**DATA FOR THIS EXERCISE:**
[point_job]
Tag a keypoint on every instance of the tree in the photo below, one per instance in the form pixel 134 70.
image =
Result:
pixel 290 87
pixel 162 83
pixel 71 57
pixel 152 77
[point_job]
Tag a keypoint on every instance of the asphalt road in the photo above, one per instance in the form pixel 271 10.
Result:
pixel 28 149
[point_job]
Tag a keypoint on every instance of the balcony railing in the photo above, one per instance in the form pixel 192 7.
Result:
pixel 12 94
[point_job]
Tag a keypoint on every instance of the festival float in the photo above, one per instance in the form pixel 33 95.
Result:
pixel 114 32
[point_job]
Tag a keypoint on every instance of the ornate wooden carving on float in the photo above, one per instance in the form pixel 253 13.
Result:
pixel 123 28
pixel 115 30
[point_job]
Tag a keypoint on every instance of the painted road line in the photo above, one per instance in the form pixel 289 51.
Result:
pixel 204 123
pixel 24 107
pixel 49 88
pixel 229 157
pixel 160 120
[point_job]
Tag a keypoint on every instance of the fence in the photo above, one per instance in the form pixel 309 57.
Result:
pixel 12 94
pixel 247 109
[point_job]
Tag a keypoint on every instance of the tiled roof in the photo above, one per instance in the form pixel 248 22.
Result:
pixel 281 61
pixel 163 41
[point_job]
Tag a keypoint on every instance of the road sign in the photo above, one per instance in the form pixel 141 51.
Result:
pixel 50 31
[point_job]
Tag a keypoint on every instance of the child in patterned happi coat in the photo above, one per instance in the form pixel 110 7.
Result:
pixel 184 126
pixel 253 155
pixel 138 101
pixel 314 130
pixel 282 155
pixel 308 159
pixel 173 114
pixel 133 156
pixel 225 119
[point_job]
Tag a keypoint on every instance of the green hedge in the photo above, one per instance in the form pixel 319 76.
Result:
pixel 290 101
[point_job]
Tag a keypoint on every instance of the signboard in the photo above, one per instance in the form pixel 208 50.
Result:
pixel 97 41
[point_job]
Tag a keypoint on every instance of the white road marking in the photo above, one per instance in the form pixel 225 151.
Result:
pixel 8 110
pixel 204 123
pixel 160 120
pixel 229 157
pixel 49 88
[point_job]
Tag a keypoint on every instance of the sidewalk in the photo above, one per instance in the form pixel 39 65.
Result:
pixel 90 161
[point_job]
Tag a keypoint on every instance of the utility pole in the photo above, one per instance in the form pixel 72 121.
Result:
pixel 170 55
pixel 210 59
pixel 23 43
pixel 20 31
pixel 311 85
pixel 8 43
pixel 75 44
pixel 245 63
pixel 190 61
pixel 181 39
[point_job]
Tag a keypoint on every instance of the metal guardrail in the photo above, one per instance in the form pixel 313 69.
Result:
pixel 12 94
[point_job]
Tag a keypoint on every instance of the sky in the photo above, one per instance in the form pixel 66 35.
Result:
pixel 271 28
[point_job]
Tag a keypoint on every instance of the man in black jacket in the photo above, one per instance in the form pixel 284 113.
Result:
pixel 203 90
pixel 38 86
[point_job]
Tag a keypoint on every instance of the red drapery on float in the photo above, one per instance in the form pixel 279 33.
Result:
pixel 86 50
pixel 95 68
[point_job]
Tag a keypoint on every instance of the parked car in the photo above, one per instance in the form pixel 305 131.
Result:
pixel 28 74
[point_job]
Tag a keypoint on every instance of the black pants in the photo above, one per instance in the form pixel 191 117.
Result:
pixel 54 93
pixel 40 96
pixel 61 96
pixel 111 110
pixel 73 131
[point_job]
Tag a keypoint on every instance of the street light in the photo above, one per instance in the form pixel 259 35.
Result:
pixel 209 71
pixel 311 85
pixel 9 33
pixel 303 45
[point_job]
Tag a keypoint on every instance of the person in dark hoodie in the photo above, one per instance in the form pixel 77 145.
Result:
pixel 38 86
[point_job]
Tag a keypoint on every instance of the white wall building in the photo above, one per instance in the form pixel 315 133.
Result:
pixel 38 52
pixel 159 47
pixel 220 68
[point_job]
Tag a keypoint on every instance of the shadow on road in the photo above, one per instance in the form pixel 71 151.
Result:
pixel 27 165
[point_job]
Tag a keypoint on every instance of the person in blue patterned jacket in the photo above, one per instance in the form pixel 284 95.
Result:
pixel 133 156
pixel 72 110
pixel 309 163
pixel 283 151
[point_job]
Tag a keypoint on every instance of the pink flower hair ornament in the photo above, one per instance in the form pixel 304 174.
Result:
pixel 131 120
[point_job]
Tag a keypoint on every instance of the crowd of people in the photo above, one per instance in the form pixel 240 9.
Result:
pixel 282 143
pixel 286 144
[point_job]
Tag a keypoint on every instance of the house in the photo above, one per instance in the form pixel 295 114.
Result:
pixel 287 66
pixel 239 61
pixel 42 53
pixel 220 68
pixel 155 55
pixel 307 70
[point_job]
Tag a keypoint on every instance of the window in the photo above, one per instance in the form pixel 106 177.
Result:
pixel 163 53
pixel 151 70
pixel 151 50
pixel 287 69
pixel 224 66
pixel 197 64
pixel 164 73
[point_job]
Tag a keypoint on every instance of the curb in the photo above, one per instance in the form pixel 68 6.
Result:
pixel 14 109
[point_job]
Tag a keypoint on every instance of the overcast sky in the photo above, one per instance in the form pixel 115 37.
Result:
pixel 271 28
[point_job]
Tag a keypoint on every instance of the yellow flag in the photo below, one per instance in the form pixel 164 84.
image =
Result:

**GOAL OF THE EXERCISE:** Copy all of the entries above word for word.

**EXERCISE RESPONSE:**
[point_job]
Tag a keypoint on every instance of the tree in the photo below, one per instance in the form pixel 134 70.
image =
Result:
pixel 290 87
pixel 162 83
pixel 71 57
pixel 152 77
[point_job]
Tag a keypoint on every instance of the asphalt road in the photo above, one per instance in the form pixel 271 10.
Result:
pixel 28 149
[point_job]
Tag a keypoint on every instance of the balcony railing in the photo above, one per instance in the form pixel 192 7.
Result:
pixel 12 94
[point_job]
Tag a keypoint on every instance of the festival float in the photo above, one per instance in the form pixel 33 95.
Result:
pixel 114 32
[point_job]
Tag a keypoint on every instance of the ornate wooden carving on float in the photo above, one per instance in the form pixel 253 13.
Result:
pixel 123 28
pixel 115 30
[point_job]
Tag a keypoint on every instance of the painted road line in the photo above, one per instance in the form pixel 289 51.
Result:
pixel 204 123
pixel 24 107
pixel 49 88
pixel 229 157
pixel 160 120
[point_job]
Tag a keypoint on every instance of the fence in the photo above, one per instance in the form pixel 309 57.
Result:
pixel 12 94
pixel 247 109
[point_job]
Tag a keypoint on every instance of the tiled roof in the photo above, one per instance in the form pixel 248 22.
Result:
pixel 281 61
pixel 163 41
[point_job]
Tag a keypoint on every instance of the road sign in the photo above, one per instance in the form pixel 141 51.
Result:
pixel 50 31
[point_job]
Tag a keypoint on every instance of the child in patterned happi coat in the photo above, one per instance in the form pixel 110 7.
Result:
pixel 184 126
pixel 253 155
pixel 138 101
pixel 314 130
pixel 282 155
pixel 308 159
pixel 173 114
pixel 133 156
pixel 225 119
[point_job]
Tag a keypoint on every instance of the green hedge in the photo above, one per instance in the form pixel 319 76.
Result:
pixel 290 101
[point_job]
Tag a keypoint on every instance of the signboard in the photo above, one per instance in the form pixel 208 50.
Result:
pixel 97 41
[point_job]
Tag a keypoint on every instance of the white road marking in the photo above, one per instance in the form pixel 225 151.
Result:
pixel 8 110
pixel 204 123
pixel 160 120
pixel 229 157
pixel 49 88
[point_job]
Tag a keypoint on every instance of the sidewalk in the photo above, one per instance in the form pixel 39 65.
Result:
pixel 90 161
[point_job]
Tag a keypoint on every instance of the utility pole in the photo above, one per instance in the form pixel 72 121.
Result:
pixel 170 55
pixel 210 59
pixel 23 43
pixel 20 31
pixel 311 85
pixel 8 43
pixel 75 44
pixel 245 63
pixel 190 61
pixel 181 39
[point_job]
Tag a keypoint on every instance of the metal guardrail in the photo above, one per instance in the form pixel 313 69.
Result:
pixel 12 94
[point_job]
Tag a keypoint on every instance of the sky in the photo above, one per instance in the form pixel 66 35.
Result:
pixel 271 28
[point_job]
Tag a keypoint on every instance of the man in black jacket in the photo above, one per instance in the form pixel 284 113.
Result:
pixel 203 90
pixel 38 86
[point_job]
Tag a keypoint on every instance of the red drapery on float in the photo above, one per instance in the form pixel 279 33.
Result:
pixel 86 50
pixel 95 68
[point_job]
Tag a keypoint on every instance of the parked car in the photo above, one per instance in the form pixel 305 131.
Result:
pixel 28 74
[point_job]
Tag a keypoint on every instance of the black pants in the photo above, one per instance in the form pixel 191 117.
Result:
pixel 54 93
pixel 40 96
pixel 61 96
pixel 111 110
pixel 73 131
[point_job]
Tag a keypoint on every instance of the street light in the photo above, one per instance in the form pixel 259 35.
Result:
pixel 209 71
pixel 311 85
pixel 9 33
pixel 303 45
[point_job]
Tag a keypoint on every instance of the person in dark hoodie in the photo above, one per instance in the form pixel 77 145.
Result:
pixel 38 86
[point_job]
Tag a keypoint on every instance of the white wall building in the photo above, one per instance in the form pixel 315 133.
Result:
pixel 38 52
pixel 159 47
pixel 220 68
[point_job]
Tag a keypoint on every instance of the shadow on road in the photo above, one per instance in the form pixel 71 151.
Result:
pixel 27 165
[point_job]
Tag a keypoint on every instance of the person in blue patterned jacket in the photo above, one per instance in the form pixel 284 95.
Result:
pixel 133 156
pixel 72 110
pixel 309 163
pixel 283 151
[point_job]
Tag a keypoint on every instance of the pink flower hair ornament in the photo above, one per instance in the form pixel 304 174.
Result:
pixel 131 120
[point_job]
Tag a keypoint on every instance of the crowd of people in the photo above, one per instance in the form pixel 240 9.
Result:
pixel 282 143
pixel 286 144
[point_job]
Tag a keypoint on every instance of the house in the photo above, one per instance in the form pixel 295 114.
Result:
pixel 287 66
pixel 239 61
pixel 42 53
pixel 220 68
pixel 155 55
pixel 307 70
[point_job]
Tag a keypoint on every instance of the window in the photo above, one per instance in the form pixel 106 177.
Result:
pixel 163 53
pixel 151 70
pixel 151 50
pixel 287 69
pixel 224 66
pixel 197 64
pixel 164 73
[point_job]
Tag a keypoint on every instance of the curb in the photo above, one per instance in the form pixel 68 6.
Result:
pixel 14 109
[point_job]
Tag a keypoint on every instance of the overcast sky in the photo above, one per instance in the form pixel 115 37.
Result:
pixel 271 28
[point_job]
Tag a keypoint on every instance of the yellow flag in the photo below, one per instance in the form pixel 164 84.
image =
Result:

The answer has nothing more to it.